A sequence of records:
____________
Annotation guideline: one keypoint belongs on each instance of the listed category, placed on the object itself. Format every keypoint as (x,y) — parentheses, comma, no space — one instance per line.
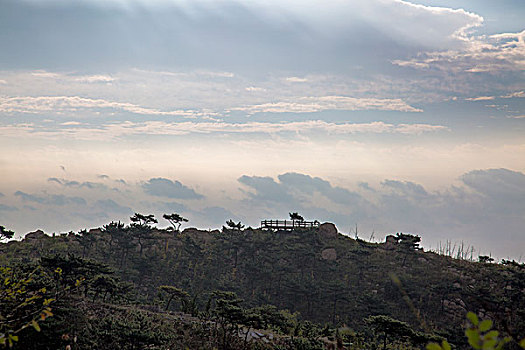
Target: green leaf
(485,325)
(489,344)
(473,318)
(492,335)
(473,338)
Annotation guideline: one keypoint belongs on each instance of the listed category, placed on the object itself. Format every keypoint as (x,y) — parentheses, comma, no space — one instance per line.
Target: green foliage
(481,336)
(175,220)
(26,297)
(263,273)
(5,233)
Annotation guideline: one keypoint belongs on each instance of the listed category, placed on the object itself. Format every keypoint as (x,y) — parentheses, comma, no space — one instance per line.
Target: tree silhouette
(296,217)
(143,220)
(141,228)
(5,233)
(175,220)
(234,226)
(174,293)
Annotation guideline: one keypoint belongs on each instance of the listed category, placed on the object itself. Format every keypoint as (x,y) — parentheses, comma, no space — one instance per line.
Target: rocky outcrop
(329,254)
(328,230)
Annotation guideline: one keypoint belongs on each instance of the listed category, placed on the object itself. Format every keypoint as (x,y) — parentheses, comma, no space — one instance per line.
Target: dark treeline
(313,288)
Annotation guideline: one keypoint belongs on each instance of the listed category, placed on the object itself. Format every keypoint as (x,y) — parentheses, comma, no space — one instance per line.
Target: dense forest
(135,286)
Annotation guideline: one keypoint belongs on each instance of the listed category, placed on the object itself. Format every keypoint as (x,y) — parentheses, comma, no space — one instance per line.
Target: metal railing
(288,224)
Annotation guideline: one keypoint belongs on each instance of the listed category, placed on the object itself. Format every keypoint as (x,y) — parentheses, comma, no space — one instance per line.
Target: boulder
(329,254)
(328,230)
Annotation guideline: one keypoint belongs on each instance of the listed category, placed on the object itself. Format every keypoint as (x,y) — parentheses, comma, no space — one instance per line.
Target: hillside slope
(325,276)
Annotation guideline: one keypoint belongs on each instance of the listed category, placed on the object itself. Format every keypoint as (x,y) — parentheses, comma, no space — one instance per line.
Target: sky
(392,115)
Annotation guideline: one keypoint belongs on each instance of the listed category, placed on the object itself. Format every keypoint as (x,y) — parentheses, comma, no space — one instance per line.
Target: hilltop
(317,275)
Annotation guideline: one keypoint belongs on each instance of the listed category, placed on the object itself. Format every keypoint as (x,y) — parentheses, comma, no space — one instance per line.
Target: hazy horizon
(398,116)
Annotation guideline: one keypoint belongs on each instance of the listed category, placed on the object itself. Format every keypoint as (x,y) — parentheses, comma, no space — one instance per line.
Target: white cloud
(254,89)
(516,94)
(99,78)
(33,105)
(499,52)
(105,131)
(481,98)
(317,104)
(296,80)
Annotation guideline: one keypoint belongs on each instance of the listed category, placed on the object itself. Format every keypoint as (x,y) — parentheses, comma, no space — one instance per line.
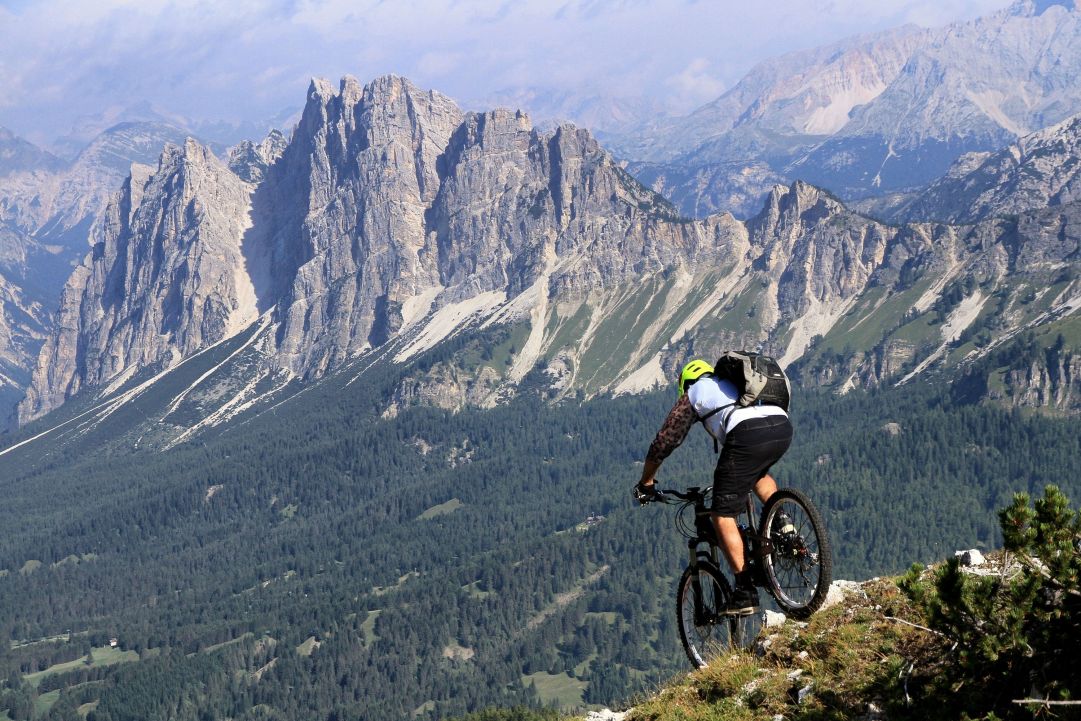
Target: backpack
(758,378)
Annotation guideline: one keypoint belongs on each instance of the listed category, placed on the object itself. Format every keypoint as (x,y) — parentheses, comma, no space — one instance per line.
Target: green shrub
(1017,633)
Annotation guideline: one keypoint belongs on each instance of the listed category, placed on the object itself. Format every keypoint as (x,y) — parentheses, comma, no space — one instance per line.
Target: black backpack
(758,378)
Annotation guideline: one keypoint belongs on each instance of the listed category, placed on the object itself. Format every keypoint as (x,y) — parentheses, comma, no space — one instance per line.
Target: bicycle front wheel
(699,604)
(800,568)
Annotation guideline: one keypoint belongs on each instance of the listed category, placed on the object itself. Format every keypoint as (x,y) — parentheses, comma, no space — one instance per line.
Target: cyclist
(751,439)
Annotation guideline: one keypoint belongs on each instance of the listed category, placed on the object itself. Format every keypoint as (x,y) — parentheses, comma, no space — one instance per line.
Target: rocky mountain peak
(250,160)
(165,277)
(1036,8)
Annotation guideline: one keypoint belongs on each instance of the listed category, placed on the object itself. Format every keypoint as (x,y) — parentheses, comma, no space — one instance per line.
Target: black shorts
(749,451)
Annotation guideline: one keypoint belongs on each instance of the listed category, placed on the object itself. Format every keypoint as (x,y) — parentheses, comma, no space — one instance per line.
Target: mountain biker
(751,438)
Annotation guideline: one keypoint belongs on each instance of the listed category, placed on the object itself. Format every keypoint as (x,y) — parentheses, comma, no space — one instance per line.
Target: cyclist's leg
(728,532)
(765,488)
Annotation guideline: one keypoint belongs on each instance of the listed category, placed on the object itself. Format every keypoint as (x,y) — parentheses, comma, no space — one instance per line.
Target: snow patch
(932,293)
(819,318)
(418,306)
(449,319)
(179,398)
(531,350)
(644,378)
(247,309)
(961,318)
(989,102)
(830,118)
(729,284)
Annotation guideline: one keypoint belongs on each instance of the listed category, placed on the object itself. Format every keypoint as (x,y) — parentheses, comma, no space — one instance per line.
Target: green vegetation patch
(441,509)
(476,591)
(559,690)
(99,656)
(307,646)
(368,628)
(44,702)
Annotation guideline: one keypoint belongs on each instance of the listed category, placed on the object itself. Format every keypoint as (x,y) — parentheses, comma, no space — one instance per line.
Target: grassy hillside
(321,561)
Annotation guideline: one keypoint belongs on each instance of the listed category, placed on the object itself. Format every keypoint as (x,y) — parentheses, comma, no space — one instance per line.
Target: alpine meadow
(336,412)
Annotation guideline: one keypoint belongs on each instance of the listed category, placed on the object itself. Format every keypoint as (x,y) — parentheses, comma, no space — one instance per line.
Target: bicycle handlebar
(662,495)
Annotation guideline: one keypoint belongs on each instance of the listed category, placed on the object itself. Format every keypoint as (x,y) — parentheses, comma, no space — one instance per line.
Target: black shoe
(744,602)
(783,525)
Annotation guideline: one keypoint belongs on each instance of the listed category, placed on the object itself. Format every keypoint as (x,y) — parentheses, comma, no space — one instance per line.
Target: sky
(68,63)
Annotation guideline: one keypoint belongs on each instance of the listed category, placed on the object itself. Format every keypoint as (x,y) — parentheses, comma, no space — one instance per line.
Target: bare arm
(671,434)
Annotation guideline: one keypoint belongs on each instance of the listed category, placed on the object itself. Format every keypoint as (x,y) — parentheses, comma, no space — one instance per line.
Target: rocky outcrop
(391,221)
(1037,171)
(870,115)
(1053,382)
(165,278)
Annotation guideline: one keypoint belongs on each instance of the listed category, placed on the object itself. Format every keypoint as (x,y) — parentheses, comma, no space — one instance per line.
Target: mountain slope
(1038,171)
(392,222)
(880,114)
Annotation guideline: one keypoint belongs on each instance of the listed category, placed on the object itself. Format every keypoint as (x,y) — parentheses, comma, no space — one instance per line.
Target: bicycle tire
(716,633)
(799,570)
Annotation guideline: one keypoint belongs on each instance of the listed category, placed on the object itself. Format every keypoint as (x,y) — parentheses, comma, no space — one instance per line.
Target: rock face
(391,221)
(1037,171)
(165,278)
(881,114)
(47,211)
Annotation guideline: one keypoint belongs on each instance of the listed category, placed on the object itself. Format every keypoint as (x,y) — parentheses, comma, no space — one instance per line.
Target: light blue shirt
(708,394)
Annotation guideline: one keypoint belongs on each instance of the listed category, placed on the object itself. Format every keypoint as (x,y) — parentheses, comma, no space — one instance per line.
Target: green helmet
(692,372)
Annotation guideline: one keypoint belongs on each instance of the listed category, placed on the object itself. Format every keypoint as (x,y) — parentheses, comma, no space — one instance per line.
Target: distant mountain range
(391,223)
(870,115)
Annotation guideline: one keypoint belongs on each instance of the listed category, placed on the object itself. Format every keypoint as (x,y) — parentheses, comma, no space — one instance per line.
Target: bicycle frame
(755,546)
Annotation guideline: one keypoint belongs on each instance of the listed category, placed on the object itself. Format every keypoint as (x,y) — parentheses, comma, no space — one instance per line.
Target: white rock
(971,557)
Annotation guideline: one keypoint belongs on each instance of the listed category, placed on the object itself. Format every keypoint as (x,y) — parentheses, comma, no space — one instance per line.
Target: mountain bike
(786,548)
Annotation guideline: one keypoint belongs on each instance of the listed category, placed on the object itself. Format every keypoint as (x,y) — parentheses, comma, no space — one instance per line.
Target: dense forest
(321,561)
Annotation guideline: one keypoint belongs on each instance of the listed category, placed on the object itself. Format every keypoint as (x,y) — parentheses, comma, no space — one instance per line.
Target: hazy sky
(245,59)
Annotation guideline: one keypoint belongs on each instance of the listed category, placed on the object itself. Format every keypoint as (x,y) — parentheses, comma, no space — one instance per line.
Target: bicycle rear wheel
(800,568)
(705,631)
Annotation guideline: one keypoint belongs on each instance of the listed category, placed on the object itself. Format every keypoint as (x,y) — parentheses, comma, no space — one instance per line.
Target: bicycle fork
(692,546)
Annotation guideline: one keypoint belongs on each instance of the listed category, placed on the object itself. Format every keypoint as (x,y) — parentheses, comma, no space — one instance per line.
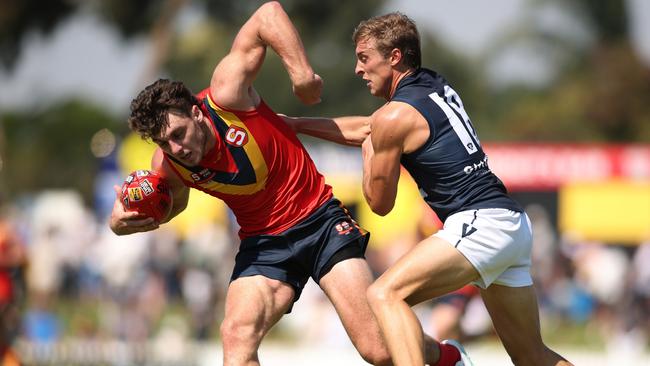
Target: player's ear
____________
Work to do: Tally the lines in the listing above that contain the string "slope", and give only the number.

Task solution: 2